Exercise objective: Scan the entries below. Return every line that includes "bare".

(Natural language region descriptions)

■ ■ ■

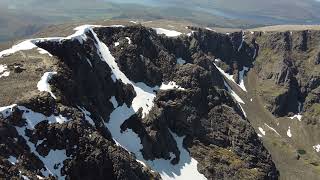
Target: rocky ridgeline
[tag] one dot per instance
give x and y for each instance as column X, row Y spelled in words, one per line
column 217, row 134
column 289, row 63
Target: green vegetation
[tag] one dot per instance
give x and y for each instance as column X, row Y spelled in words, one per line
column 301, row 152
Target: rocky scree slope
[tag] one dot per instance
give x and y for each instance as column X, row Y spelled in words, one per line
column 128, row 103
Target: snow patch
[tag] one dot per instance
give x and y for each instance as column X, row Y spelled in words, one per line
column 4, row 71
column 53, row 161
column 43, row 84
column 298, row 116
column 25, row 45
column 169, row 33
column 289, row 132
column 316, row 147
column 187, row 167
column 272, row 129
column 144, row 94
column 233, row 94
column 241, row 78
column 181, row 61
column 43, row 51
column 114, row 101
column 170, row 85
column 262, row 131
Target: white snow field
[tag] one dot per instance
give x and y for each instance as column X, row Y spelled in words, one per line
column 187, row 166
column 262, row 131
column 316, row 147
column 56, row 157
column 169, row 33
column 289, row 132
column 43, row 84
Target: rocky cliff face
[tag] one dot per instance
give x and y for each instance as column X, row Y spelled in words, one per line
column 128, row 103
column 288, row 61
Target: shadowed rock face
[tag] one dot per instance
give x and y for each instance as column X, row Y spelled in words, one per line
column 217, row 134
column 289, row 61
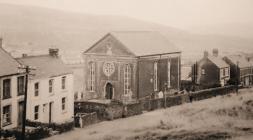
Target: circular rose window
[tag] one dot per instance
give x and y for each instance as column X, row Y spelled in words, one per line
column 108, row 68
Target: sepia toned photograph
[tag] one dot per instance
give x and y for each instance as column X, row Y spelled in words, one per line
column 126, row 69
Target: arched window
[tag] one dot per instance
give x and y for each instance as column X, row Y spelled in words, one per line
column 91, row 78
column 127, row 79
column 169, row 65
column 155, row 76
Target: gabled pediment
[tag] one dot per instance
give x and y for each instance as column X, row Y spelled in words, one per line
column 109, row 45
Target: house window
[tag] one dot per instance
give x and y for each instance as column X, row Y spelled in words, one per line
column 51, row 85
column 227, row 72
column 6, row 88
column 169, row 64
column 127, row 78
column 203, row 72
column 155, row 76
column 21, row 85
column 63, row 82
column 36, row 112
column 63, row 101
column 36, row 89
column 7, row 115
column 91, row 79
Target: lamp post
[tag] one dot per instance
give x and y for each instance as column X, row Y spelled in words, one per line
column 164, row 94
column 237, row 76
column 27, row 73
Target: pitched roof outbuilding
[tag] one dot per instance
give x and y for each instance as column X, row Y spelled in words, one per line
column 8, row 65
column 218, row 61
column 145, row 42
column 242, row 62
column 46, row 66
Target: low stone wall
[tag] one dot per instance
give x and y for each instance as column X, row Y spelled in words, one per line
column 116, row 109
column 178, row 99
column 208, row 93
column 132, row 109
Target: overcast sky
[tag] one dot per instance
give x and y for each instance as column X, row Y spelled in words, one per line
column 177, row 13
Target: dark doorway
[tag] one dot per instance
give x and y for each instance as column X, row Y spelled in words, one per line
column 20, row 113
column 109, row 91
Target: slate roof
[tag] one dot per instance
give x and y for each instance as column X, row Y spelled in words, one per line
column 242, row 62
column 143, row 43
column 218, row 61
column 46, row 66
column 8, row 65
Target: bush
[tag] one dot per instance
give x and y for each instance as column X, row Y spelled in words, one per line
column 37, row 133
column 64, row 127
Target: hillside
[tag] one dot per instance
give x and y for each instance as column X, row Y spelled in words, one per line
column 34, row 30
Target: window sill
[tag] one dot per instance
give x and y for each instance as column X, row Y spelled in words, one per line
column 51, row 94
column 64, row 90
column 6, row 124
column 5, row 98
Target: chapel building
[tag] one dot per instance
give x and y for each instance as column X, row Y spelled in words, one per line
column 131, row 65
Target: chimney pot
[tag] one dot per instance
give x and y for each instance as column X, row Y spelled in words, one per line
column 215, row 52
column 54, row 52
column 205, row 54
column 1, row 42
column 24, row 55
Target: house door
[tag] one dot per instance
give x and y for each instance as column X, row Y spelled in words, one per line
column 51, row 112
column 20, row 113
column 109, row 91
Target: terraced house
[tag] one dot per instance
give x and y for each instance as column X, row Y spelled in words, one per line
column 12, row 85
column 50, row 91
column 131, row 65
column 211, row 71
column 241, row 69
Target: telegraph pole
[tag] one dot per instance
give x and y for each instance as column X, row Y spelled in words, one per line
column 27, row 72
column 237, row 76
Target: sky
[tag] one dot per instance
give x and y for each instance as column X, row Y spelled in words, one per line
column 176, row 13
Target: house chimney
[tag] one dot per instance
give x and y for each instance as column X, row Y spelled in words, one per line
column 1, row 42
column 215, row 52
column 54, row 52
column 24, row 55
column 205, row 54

■ ■ ■

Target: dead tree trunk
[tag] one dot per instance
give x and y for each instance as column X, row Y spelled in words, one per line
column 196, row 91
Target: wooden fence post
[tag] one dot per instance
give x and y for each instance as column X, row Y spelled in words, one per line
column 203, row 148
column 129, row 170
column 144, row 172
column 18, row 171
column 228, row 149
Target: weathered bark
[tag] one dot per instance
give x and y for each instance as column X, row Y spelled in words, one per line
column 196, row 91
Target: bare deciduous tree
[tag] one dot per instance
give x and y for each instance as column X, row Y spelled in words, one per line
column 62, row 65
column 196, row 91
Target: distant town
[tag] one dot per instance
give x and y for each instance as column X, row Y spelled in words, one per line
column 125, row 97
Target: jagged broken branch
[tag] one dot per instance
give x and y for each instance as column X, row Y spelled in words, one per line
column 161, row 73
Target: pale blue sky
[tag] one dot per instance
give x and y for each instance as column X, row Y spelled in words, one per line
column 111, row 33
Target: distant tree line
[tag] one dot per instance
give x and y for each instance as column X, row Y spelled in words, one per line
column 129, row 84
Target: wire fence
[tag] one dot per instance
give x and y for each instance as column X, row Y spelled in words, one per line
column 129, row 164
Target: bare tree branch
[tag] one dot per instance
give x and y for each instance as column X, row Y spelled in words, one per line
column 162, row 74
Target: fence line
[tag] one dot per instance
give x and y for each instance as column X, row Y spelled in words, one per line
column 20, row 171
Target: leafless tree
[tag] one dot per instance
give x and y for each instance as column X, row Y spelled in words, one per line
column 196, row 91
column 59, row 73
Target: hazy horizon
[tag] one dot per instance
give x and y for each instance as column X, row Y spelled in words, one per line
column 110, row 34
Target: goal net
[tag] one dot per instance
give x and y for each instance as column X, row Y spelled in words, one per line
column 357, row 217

■ ■ ■

Final answer:
Target: bare deciduous tree
Target: bare tree branch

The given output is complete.